### 提示テキスト
----
2025年12月5日(金)

終わらなかった戦争・後編サハリン

2025年7月18日

 戦争は、個人個人の思いを無視し、国と国が戦うものです。戦争がなければ友人になったかもしれない人を、ただ無作為に撃ち殺すものなのです。

 46年12月、重延家も引き揚げが決まりました。ようやくソ連から引き揚げ許可が下りたのです。ただし、家や土地、預金などは置いていかなければなりませんでした。西の港、真岡(現・ホルムスク)からの乗船です。埠頭には長い行列ができていました。父母姉兄がソ連兵のチェックをパスしていく中、突然私の背負ったリュックの下に、ソ連兵がマンドリン銃を押し付けてきたのです。その銃口の感触は今でもはっきりと覚えています。だから、私は今でも背面恐怖症なのです。後ろから人がスッとやってくると、緊張してしまいます」

樺太から函館に引き揚げた人々。左下の少年が重延さん(THE ASAHI SHIMBUN/JIJIPHOTO)

樺太の様子・記憶と重なる
ウクライナ戦争

 重延さんはこれまで、樺太での体験を公には語ってこなかった。だが、ウクライナ戦争をきっかけにして、自らの体験を書き残すことを決めた。

 「ウクライナの少年が、半分裸のような姿で避難している様子を映像で見て、『あれは当時の私だ』と思ったのです。自分の中の記憶と重なり、これは伝えておかなければならないという気持ちになりました。本では私の体験にあわせて、戦後75年にドイツのシュタインマイヤー大統領が出した声明文を引用しました。『君たち(若い人)が頼りだ。まさに君たちが、あの恐ろしい戦争の教訓を将来に伝えなければならないんだ』と」
----
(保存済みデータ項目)
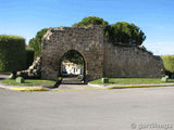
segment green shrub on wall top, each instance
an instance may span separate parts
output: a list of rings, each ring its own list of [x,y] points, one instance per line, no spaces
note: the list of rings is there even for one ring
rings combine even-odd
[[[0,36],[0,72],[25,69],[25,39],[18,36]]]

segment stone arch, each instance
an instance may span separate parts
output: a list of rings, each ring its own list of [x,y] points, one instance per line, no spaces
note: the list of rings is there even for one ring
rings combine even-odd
----
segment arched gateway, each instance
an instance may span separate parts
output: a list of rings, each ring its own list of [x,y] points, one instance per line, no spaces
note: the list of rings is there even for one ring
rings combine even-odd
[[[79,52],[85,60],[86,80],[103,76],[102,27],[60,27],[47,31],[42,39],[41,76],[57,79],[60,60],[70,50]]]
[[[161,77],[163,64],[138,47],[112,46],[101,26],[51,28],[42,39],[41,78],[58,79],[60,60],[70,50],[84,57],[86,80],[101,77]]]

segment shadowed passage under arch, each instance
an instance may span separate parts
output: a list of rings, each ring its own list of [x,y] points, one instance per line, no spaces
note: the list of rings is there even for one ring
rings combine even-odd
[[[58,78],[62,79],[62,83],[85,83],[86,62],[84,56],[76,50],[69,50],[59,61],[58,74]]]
----
### 指示と要件
提示テキストに書かれている内容をもとに、次の問いに答えてください。
1. 重延家が引き揚げの際に乗船したのは、どの港からですか。
2. 重延さんが樺太での体験を書き残そうと決めたのは、何がきっかけですか。
3. 重延さんが本で引用した声明文を出したのは誰ですか。

### 正解
1. 西の港の真岡(現・ホルムスク)から乗船しました。
2. ウクライナ戦争がきっかけです。
3. ドイツのシュタインマイヤー大統領です。